* TEXTO APRESENTADO
=-=-=

E SE A DÚVIDA NÃO NOS ASSALTA?
Logo após a primeira refeição do dia meteram pés a caminho explorando rua após rua, avenida após avenida, a cidade desconhecida. Andarilhos experimentados, sentiam-se tão à vontade numa urbe nunca antes visitada, como se ela fosse aquela de onde -por força das circunstâncias (ou do destino?), faziam a sua vida rotineira e ponto de partida para a descoberta de outras urbes, onde por força de conjunturas (ou dos acasos da vida?), se cruzariam com gentes praticando idênticos (ou quase) actos de rotina e desejosas também elas de partir à descoberta de
é curioso verificar que, ao viajar, acabamos inevitavelmente por voltar ao ponto de referência inicial, sem ter forçosamente de regressar ao sítio de partida. Bom... tenho de confessar que este foi o argumento que tinha mais à mão para ganhar algum tempo e tentar perceber porque motivo parti para um texto que anda a viajar à volta de si próprio.

=-=-=

* ENTRADAS EXTRAÍDAS
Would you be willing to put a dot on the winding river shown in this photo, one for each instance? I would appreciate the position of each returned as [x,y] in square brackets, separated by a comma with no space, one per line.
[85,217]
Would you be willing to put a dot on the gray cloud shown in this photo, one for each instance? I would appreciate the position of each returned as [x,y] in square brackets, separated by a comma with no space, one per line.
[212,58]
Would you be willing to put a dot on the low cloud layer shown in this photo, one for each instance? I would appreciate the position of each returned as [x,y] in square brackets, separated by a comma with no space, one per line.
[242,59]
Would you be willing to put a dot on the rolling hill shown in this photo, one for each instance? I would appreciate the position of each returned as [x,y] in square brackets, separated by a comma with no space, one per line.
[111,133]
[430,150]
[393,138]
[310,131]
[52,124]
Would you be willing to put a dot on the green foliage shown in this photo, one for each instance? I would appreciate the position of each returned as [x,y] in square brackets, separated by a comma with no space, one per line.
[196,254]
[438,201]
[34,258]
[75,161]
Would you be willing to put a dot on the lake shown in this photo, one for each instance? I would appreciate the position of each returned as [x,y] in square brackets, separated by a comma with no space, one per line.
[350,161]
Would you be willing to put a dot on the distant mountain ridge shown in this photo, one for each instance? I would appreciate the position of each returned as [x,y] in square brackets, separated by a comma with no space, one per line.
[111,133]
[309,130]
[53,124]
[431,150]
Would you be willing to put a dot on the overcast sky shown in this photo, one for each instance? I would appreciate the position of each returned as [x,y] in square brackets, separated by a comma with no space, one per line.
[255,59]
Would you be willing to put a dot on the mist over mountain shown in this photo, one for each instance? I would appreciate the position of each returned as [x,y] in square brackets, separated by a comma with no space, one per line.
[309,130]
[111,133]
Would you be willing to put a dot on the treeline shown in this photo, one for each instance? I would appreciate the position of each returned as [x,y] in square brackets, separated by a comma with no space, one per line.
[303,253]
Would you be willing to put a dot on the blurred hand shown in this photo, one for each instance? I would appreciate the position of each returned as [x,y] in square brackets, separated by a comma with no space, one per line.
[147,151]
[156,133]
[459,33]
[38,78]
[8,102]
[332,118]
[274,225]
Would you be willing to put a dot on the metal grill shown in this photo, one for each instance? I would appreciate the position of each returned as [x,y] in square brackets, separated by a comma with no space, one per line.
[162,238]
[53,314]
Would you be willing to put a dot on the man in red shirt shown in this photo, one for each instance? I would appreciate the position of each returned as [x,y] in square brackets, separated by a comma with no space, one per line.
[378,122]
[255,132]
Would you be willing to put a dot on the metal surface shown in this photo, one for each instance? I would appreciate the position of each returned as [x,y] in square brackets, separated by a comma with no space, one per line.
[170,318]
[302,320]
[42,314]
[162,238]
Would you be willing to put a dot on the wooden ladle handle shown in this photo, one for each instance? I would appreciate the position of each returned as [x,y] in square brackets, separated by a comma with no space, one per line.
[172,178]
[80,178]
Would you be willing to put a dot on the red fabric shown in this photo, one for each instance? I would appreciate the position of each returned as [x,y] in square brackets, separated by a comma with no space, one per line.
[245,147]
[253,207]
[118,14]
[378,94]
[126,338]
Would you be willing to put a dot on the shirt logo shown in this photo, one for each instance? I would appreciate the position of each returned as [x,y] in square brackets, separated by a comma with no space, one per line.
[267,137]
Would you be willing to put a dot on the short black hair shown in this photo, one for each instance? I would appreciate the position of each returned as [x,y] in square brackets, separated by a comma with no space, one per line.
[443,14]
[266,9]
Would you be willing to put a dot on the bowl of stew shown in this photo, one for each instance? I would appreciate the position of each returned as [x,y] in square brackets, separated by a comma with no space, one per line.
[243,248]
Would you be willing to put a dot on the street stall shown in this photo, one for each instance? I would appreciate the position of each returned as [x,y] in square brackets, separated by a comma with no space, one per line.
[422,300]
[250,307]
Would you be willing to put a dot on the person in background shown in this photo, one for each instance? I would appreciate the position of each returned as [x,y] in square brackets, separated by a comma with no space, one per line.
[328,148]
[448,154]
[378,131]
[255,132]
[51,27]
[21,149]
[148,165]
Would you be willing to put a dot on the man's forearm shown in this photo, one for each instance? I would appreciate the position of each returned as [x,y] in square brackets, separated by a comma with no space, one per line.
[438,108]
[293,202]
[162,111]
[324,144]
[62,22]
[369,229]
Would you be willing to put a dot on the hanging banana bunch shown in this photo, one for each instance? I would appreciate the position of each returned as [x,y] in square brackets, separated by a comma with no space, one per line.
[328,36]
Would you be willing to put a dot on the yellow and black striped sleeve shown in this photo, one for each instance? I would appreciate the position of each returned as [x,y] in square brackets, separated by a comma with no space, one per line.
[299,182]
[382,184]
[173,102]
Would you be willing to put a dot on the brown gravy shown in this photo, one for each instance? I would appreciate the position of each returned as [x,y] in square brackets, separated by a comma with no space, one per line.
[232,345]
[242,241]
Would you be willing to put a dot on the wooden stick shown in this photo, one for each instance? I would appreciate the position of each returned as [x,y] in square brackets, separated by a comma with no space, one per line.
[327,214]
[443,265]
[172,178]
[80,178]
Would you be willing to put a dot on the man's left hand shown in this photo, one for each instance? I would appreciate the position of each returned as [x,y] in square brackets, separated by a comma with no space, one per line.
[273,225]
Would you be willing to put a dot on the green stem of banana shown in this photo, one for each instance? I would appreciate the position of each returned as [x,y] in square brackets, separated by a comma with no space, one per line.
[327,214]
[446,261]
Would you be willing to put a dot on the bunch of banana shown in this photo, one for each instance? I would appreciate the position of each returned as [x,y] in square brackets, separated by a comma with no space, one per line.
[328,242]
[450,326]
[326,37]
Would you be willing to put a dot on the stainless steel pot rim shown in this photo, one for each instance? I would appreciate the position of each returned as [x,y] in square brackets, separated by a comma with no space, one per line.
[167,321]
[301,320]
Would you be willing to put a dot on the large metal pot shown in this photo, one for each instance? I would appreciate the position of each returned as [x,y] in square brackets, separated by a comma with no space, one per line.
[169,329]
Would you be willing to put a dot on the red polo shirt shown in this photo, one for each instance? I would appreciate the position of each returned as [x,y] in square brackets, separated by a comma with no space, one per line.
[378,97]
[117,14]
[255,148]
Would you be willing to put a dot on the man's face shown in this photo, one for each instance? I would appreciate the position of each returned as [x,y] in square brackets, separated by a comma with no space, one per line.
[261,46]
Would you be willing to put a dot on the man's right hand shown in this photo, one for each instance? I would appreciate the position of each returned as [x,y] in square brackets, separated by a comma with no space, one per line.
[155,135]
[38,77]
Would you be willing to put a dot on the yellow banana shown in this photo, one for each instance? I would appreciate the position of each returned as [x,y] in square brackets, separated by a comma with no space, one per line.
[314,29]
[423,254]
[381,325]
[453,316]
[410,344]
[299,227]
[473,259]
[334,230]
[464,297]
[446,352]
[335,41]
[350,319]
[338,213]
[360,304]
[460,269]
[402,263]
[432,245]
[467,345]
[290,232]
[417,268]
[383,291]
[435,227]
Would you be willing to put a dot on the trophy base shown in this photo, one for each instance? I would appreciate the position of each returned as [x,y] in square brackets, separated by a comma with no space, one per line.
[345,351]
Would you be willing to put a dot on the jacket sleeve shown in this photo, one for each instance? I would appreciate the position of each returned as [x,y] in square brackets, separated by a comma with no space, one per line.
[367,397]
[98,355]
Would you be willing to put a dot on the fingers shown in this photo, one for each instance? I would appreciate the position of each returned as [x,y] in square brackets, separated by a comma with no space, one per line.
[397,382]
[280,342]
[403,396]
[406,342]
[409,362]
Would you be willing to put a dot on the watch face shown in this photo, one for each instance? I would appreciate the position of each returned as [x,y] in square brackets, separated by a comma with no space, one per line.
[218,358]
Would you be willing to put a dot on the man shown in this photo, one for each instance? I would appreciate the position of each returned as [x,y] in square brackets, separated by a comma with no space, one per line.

=-=-=

* REQUISITOS DO EXERCÍCIO
[a] Edite um trecho do texto apresentado. Reescreva a parte que abre com as palavras "Logo após a" e fecha com "de si próprio.", trocando "Andarilhos" por "Caminhantes".
[b] Responda a estas perguntas sobre o texto apresentado:
(i) Em que momento do dia meteram pés a caminho?
(ii) Como se sentiam os andarilhos experimentados numa urbe nunca antes visitada?
(iii) Segundo o texto, a que se acaba inevitavelmente por voltar ao viajar?

* RESULTADOS POR TAREFA
[a]
Logo após a primeira refeição do dia meteram pés a caminho explorando rua após rua, avenida após avenida, a cidade desconhecida. Caminhantes experimentados, sentiam-se tão à vontade numa urbe nunca antes visitada, como se ela fosse aquela de onde -por força das circunstâncias (ou do destino?), faziam a sua vida rotineira e ponto de partida para a descoberta de outras urbes, onde por força de conjunturas (ou dos acasos da vida?), se cruzariam com gentes praticando idênticos (ou quase) actos de rotina e desejosas também elas de partir à descoberta de
é curioso verificar que, ao viajar, acabamos inevitavelmente por voltar ao ponto de referência inicial, sem ter forçosamente de regressar ao sítio de partida. Bom... tenho de confessar que este foi o argumento que tinha mais à mão para ganhar algum tempo e tentar perceber porque motivo parti para um texto que anda a viajar à volta de si próprio.

[b]
(i) Logo após a primeira refeição do dia.
(ii) Sentiam-se tão à vontade como se ela fosse aquela onde faziam a sua vida rotineira.
(iii) Ao ponto de referência inicial, sem ter forçosamente de regressar ao sítio de partida.